- Okunacak Metin:
***

Eserlerinde Özbek halkının manevî dünyasını, geleneklerini, hayat tarzını tasvir etmeye son derecek özen göstermiştir. Eserlerinin dili, bugün Özbekistan’da kullanılan, yaşayan Özbek Türkçesidir.

Ötkir Haşimov, farklı bir yazardır. Bilmediği konuda, anlamadığı meseleler hakkında kalem oynatmayı sevmez. Kahramanlarını gerçek hayattan alır. Onların yalnız dış görünüşünü değil iç dünyasını da okuyucuya vermeye çalışır. Bu kahramanların şahsında bir devrin insanının yaşadığı sevinçleri, ızdırapları, tarihî olayları okuyucularının gözlerinin önüne serer. Ötkir Haşimov’un Türkiye’de en bilinen kitabı, Dünyanın İşleri, Bilge Oğuz Yayınları tarafından 2014 yılında yayımlanmıştır.

Çağdaş Özbek edebiyatının en çok okunan yazarlarından biri olan Haşimov’a şiir yazıp yazmadığı sorulduğunda;

“On sekize girmeyen kim var,

Bağından gül dermeyen kim var?

Senin hakkında dört satır yazıp

Sessizce sırdaşına gösterip

Komşu kızına vermeyen kim var?” şeklinde  verdiği cevapla âdeta hepimizin başında kavak yelleri estiren günleri bize yeniden hatırlatıyor.

***

- Sağlanan Veriler:

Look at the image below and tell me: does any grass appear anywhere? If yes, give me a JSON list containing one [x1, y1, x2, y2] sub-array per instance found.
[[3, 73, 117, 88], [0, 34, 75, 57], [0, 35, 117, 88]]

***

- Yapılacak İş:
Ötkir Haşimov hakkındaki metne göre aşağıdaki ifadelerin her birine evet ya da hayır deyin ve kararı belirleyen sözleri metinden değiştirmeden alıntılayın. (a) Haşimov'un eserlerinde kullandığı dil, bugün Özbekistan'da konuşulan Özbek Türkçesidir. (b) Haşimov kahramanlarını hayal gücünden yaratır. (c) Dünyanın İşleri, Türkiye'de 2014 yılında Bilge Oğuz Yayınları tarafından yayımlanmıştır.

- Problemin Çözümü:
(a) Evet: "Eserlerinin dili, bugün Özbekistan’da kullanılan, yaşayan Özbek Türkçesidir."
(b) Hayır: "Kahramanlarını gerçek hayattan alır."
(c) Evet: "Ötkir Haşimov’un Türkiye’de en bilinen kitabı, Dünyanın İşleri, Bilge Oğuz Yayınları tarafından 2014 yılında yayımlanmıştır."